Task prompt >>
Pull out the lines of the records starting at the line that contains "of the horizontal" and ending at the line that contains "44 145 L 64", both included, and copy them unchanged.

Saved entries >>
>> begin

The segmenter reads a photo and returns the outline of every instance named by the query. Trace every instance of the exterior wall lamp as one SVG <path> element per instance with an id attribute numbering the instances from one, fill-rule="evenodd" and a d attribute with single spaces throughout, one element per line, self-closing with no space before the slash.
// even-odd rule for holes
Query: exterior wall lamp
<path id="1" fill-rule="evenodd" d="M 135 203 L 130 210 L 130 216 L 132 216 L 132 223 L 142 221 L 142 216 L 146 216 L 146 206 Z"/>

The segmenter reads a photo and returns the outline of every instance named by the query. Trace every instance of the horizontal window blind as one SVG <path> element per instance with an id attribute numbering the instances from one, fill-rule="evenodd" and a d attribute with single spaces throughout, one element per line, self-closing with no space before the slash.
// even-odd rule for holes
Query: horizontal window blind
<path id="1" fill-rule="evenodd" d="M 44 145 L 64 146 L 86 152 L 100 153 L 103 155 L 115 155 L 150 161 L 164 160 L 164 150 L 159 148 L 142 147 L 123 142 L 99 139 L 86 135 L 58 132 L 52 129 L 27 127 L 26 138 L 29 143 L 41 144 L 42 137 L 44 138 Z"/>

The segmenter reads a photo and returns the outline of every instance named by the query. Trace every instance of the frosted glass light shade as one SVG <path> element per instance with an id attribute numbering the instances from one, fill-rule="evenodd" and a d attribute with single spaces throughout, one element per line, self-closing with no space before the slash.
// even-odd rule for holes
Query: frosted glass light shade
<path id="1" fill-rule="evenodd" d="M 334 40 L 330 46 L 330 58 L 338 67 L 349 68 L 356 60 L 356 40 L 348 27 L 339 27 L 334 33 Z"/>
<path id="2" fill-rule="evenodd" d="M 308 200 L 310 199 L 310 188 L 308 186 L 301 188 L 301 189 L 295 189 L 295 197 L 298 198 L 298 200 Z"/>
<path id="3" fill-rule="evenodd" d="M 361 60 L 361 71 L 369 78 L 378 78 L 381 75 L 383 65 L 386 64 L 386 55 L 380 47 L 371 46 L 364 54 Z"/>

>> end

Solved problem >>
The segmenter reads a photo and returns the outline of every instance named by the query. Trace every instance of the horizontal window blind as one SVG <path> element per instance with an id attribute numbering the instances from one, fill-rule="evenodd" and a d attribute with single spaces throughout, one element per line, self-closing with no space before the slash.
// even-odd rule for holes
Query: horizontal window blind
<path id="1" fill-rule="evenodd" d="M 44 145 L 64 146 L 86 152 L 100 153 L 103 155 L 115 155 L 150 161 L 164 160 L 164 150 L 159 148 L 142 147 L 123 142 L 99 139 L 86 135 L 58 132 L 52 129 L 27 127 L 26 138 L 29 143 L 41 144 L 42 137 L 44 138 Z"/>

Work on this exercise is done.